╭─ SOURCE DATA
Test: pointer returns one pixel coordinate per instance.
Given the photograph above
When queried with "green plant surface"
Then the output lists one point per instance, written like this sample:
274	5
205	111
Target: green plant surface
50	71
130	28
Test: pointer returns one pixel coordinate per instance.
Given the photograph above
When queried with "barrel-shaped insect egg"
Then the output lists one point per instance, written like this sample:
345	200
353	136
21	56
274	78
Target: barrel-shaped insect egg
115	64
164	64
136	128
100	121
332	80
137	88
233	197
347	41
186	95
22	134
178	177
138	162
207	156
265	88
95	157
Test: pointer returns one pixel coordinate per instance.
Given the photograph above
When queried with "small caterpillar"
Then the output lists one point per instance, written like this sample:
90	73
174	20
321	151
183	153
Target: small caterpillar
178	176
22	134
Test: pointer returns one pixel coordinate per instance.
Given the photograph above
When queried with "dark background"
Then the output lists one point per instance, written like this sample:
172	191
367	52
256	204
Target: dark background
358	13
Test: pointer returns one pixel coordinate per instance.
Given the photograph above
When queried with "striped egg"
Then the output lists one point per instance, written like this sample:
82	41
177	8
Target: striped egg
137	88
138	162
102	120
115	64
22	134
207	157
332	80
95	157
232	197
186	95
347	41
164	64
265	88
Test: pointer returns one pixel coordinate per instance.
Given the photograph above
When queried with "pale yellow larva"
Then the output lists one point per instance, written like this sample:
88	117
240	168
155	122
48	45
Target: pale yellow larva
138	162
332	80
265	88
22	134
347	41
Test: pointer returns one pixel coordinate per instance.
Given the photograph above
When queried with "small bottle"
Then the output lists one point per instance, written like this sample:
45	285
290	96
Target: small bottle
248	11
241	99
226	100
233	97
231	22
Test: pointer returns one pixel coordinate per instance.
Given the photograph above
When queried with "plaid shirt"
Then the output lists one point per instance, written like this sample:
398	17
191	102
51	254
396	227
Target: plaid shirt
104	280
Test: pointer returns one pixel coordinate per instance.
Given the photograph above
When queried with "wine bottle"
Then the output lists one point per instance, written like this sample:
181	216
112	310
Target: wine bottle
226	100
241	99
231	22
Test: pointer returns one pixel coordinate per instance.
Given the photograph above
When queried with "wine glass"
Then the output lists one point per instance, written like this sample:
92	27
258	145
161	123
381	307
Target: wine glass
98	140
╰─
Return what is listed above, exactly and completely.

- **THE RESULT**
Test: pointer returns one pixel coordinate per instance.
Given the photograph above
When queried with "green plant surface"
Then the output lists one point per instance, written like this sample:
274	5
205	111
Target: green plant surface
50	71
130	28
Test: pointer returns one pixel coordinate per instance.
Given the photograph above
When queried with "barrel-shaped insect egg"
Then the output lists one point per instance, written like this sample:
345	200
353	136
21	56
274	78
Target: barrel-shaped insect egg
115	64
164	64
136	128
100	121
332	80
137	88
233	197
347	41
186	95
22	134
178	177
138	162
207	156
265	88
95	157
Test: pointer returns one pixel coordinate per instance.
Given the photograph above
When queried with "small caterpillar"
Then the output lists one point per instance, written like this sample:
90	73
174	20
321	151
183	153
Target: small caterpillar
178	176
22	134
Test: pointer returns one pixel coordinate per instance.
Given the photograph above
When queried with "dark background"
Then the output lists one point per instance, written like this sample:
172	191
367	52
256	204
Target: dark background
358	13
Test: pointer returns one pixel coordinate per instance.
Given the photograph above
When queried with "striped egg"
Then the output lists one point per instance, written like this sample:
82	41
177	8
Target: striped egg
137	88
138	162
102	120
115	64
22	134
207	157
332	80
95	157
232	197
186	95
347	41
164	64
265	88
Test: pointer returns one pixel coordinate per instance.
Given the photograph above
When queried with "pale yellow larva"
Then the output lists one point per instance, written like this sample:
88	117
240	168
155	122
48	45
Target: pale yellow larva
138	162
332	80
265	88
22	134
347	41
Test: pointer returns one pixel coordinate per instance.
Given the photograph above
When queried with "small bottle"
Then the output lists one point per instance, written like this sample:
45	285
290	96
Target: small bottle
248	11
241	99
226	100
233	97
231	22
Test: pointer returns one pixel coordinate per instance.
Given the photograph above
When queried with "plaid shirt"
Then the output lists one point per instance, written like this sample:
398	17
191	102
51	254
396	227
Target: plaid shirt
104	280
Test: pointer returns one pixel coordinate per instance.
Given the photograph above
When queried with "wine bottle"
Then the output lists one point per instance, written like this sample:
181	216
112	310
Target: wine bottle
226	100
241	99
231	22
Test: pointer returns one pixel coordinate per instance.
Given the photograph above
When queried with "wine glass"
Then the output lists one point per instance, written like this sample:
92	27
258	145
161	123
381	307
Target: wine glass
98	140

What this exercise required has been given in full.